Directions:
The data beneath this task has to be reprinted character for character.

Information shown:

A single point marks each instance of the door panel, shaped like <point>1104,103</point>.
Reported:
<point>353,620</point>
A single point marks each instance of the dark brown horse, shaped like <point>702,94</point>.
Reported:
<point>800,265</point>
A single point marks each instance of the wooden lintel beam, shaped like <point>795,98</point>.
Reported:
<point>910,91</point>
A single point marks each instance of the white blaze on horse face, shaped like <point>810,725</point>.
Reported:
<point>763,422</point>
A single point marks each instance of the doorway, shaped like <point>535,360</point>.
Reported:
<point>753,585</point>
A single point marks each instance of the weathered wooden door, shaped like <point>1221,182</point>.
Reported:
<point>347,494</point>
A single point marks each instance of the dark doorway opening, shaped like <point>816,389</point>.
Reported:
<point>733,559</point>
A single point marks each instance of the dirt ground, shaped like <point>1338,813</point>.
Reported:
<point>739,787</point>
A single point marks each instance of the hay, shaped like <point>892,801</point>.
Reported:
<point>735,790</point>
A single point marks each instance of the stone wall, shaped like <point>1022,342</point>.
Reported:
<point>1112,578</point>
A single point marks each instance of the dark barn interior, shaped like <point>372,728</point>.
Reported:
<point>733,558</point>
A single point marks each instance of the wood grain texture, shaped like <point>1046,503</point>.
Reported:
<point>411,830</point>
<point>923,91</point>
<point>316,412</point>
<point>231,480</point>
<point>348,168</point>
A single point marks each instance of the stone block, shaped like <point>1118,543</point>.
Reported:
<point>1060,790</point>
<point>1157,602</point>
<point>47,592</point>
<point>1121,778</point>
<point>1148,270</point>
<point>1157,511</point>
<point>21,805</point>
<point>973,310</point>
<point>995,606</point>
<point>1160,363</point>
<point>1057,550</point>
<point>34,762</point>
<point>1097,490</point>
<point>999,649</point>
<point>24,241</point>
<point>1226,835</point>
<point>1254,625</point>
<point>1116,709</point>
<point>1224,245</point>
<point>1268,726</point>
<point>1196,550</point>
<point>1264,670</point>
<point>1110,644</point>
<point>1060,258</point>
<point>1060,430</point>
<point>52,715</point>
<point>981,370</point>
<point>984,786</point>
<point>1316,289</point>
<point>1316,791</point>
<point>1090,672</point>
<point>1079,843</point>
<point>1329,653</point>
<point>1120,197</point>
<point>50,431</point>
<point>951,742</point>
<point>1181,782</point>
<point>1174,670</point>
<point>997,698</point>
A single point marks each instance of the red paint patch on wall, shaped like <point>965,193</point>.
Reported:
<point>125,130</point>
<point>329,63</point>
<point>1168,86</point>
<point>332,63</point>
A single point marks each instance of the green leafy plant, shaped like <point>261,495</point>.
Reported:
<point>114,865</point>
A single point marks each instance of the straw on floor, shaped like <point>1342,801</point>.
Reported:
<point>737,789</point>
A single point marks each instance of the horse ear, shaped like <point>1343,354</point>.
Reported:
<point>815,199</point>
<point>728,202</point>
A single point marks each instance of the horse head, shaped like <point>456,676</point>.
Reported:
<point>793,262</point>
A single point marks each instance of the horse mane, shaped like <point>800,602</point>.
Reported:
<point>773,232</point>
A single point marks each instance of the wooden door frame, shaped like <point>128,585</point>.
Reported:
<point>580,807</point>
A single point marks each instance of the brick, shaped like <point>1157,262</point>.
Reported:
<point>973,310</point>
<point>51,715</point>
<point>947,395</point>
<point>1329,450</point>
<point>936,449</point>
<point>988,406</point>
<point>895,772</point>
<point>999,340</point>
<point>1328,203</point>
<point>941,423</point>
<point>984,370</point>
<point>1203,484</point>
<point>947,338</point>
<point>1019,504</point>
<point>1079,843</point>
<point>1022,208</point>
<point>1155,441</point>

Written solution:
A single point marks each instance of the door panel, shaped like <point>1104,103</point>.
Reported:
<point>353,620</point>
A single point marks each instance of the dark brown horse, shaped like <point>702,94</point>.
Reported:
<point>800,265</point>
A single point marks each instance of the wooden lintel beam, shaped like <point>795,98</point>.
Reported:
<point>910,91</point>
A single point marks each instance of the white blaze on horse face, shaped like <point>810,725</point>.
Reported:
<point>763,422</point>
A single point marks each instance of the doorway, shaped like <point>535,360</point>.
Reported:
<point>753,585</point>
A single point marks each instance of the weathered wooden door, shaped like <point>1221,182</point>.
Reported:
<point>347,494</point>
A single point marks each instance of the dark doorway opening, shaped like <point>816,389</point>.
Reported:
<point>733,559</point>
A single point marks each instance of the dirt ground, shaped like <point>1338,813</point>.
Reported:
<point>739,787</point>
A single point marks each instance of the hay, shaped like <point>892,801</point>.
Reported:
<point>735,790</point>
A single point marks each instance of the stone wall, shaped like <point>1022,342</point>.
Reported:
<point>1112,578</point>
A single point marks each instance of the dark barn interior, shaped like <point>372,728</point>.
Reported:
<point>733,558</point>
A single point marks each instance of the wood grain texture, shaped like <point>1046,503</point>.
Reported:
<point>411,830</point>
<point>923,91</point>
<point>316,412</point>
<point>231,480</point>
<point>348,168</point>
A single point marks each instance of the stone block, shaped like <point>1118,543</point>.
Reported:
<point>1060,790</point>
<point>1157,602</point>
<point>47,592</point>
<point>1121,778</point>
<point>1148,270</point>
<point>1157,511</point>
<point>21,805</point>
<point>973,310</point>
<point>995,606</point>
<point>1160,363</point>
<point>1057,550</point>
<point>34,762</point>
<point>1097,490</point>
<point>999,649</point>
<point>24,241</point>
<point>1226,835</point>
<point>1254,625</point>
<point>1116,709</point>
<point>1224,245</point>
<point>1268,726</point>
<point>1196,550</point>
<point>1264,670</point>
<point>1110,644</point>
<point>1060,258</point>
<point>1060,430</point>
<point>52,715</point>
<point>981,370</point>
<point>984,786</point>
<point>1316,289</point>
<point>1316,791</point>
<point>1090,672</point>
<point>1079,843</point>
<point>1329,653</point>
<point>1120,197</point>
<point>50,431</point>
<point>951,742</point>
<point>1181,782</point>
<point>1174,670</point>
<point>997,698</point>
A single point marks each instance of the red paint patch on wall, shaped like <point>965,193</point>.
Reported:
<point>125,130</point>
<point>329,63</point>
<point>1168,86</point>
<point>332,63</point>
A single point marks each instance of the green leafy plant, shaped like <point>261,495</point>.
Reported:
<point>114,865</point>
A single point marks each instance of the straw on floor, shaped like <point>1342,801</point>.
Reported:
<point>737,789</point>
A single point marks each instance of the horse ear, shaped like <point>1343,354</point>.
Reported:
<point>815,199</point>
<point>728,202</point>
A single point marks each instance of the horse head, shaped like <point>456,676</point>.
Reported:
<point>793,262</point>
A single point marks each instance of the horse mane, shaped like <point>800,602</point>.
Reported:
<point>773,232</point>
A single point marks each instance of the wooden door frame, shaped like <point>128,585</point>.
Reported:
<point>580,807</point>
A single point marks each instance of the brick, shaped like <point>1157,262</point>.
Reported:
<point>973,310</point>
<point>51,715</point>
<point>947,395</point>
<point>1329,450</point>
<point>936,449</point>
<point>988,406</point>
<point>895,772</point>
<point>999,340</point>
<point>1328,203</point>
<point>941,423</point>
<point>984,370</point>
<point>1203,484</point>
<point>947,338</point>
<point>1019,504</point>
<point>1079,843</point>
<point>1022,208</point>
<point>1155,441</point>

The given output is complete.